**Makale:**

Hükümetin ifade özgürlüğüne getirdiği açmazları, en son internete getirilmek istenen sansür konusunu yabancı bir arkadaşıma anlatmaya çalışıyorum. Batı’nın girdapları konusunda samimi, Doğu’nun açmazları konusunda farkındalığı gelişmiş biri olduğu için sadece kafasını sallayarak dinliyor beni. Ne olursa olsun demokrasinin herkese iyi geleceği konusunda hemfikir olduktan sonra vedalaşıp ayrılıyoruz. Bunun iyi niyetli ve olsa olsa çok teorik, kestirme bir varsayım olduğu konusunda o kadar eminim ki daha fazla düşünmüyorum üzerinde.
Yaşam akarken
Ondan ayrılır ayrılmaz bir taksiye atlıyorum. İstanbul’un trafiğinden ötürü utana sıkıla bindiğim bir taksi bu. Adam bu hâlimi görünce ‘rahat olun, bu benim işim’ diyor.
O geleneksel konuya atlamak üzereyiz: Taksiciler ve müşterileri. Ve çok kısa bir süre sonra o ‘soyut’ durakta buluşuyoruz gerçekten de: ‘Bazen taksiciler çok nadan oluyor, bazen de müşterileri...’Konu genelde burada biter. Ama o bitirecek gibi değil.
‘Bakın size bir şey anlatacağım’ diyor dertli dertli. Ve ekliyor: ‘Ben sağcı biriyim. AKP’ye başından itibaren oy vermiş, teşkilatında çalışmış biriyim. Artık çalışmıyorum, o ayrı.’
Peki.
Dün bir müşteri binmiş arabasına. O, o sırada STV’den haberleri dinliyormuş. Biner binmez ‘kapa şu radyoyu’ diye bağırmış kadın. ‘Neye uğradığımı şaşırdım’ diyor. İnsan çocuğunu böyle azarlamaz inanın diye aynasından bana bakıp onay vermemi istiyor benden. ‘Neden böyle yapıyorsunuz?’ diye sorunca kadın aynı öfkeyle daha fazla uzatmamasını, kendisinin savcı olduğunu, başına olmadık işler açabileceğini söylemiş. ‘Tansiyonum fırladı’ diyor.

**Yapılacak İşler:**
1. Makalede "O geleneksel konuya" ifadesinden "bitirecek gibi değil." ifadesine kadar uzanan bölümü değiştirmeden alıntılayınız.
2. Makaleye göre taksici, başından itibaren hangi partiye oy verdiğini belirtmektedir?

**Kaynak Veriler:**
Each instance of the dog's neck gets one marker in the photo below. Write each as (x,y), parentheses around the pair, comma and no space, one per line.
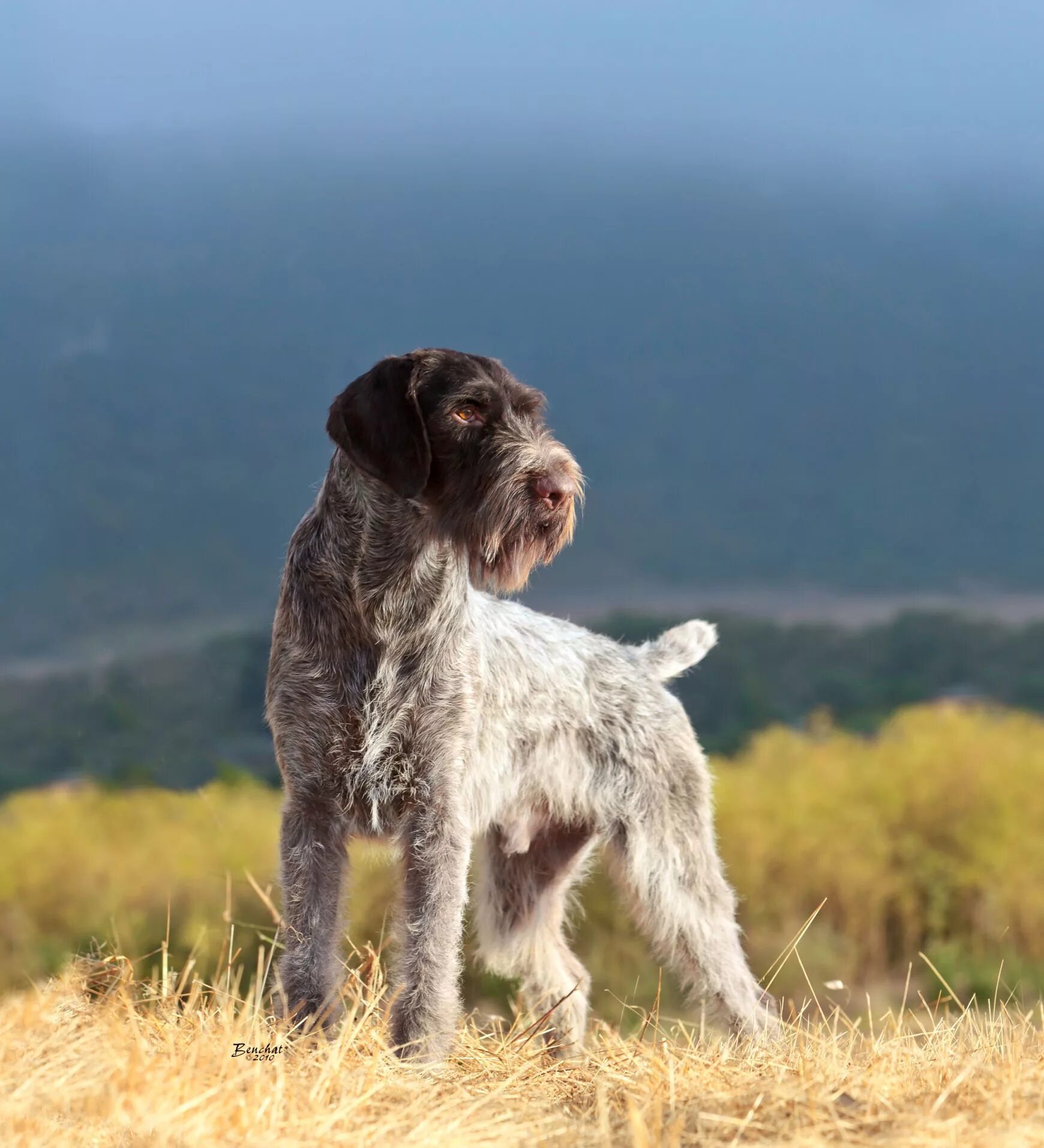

**Görev Sonuçları:**
1.
O geleneksel konuya atlamak üzereyiz: Taksiciler ve müşterileri. Ve çok kısa bir süre sonra o ‘soyut’ durakta buluşuyoruz gerçekten de: ‘Bazen taksiciler çok nadan oluyor, bazen de müşterileri...’Konu genelde burada biter. Ama o bitirecek gibi değil.

2. Taksici, başından itibaren AKP'ye oy verdiğini belirtmektedir.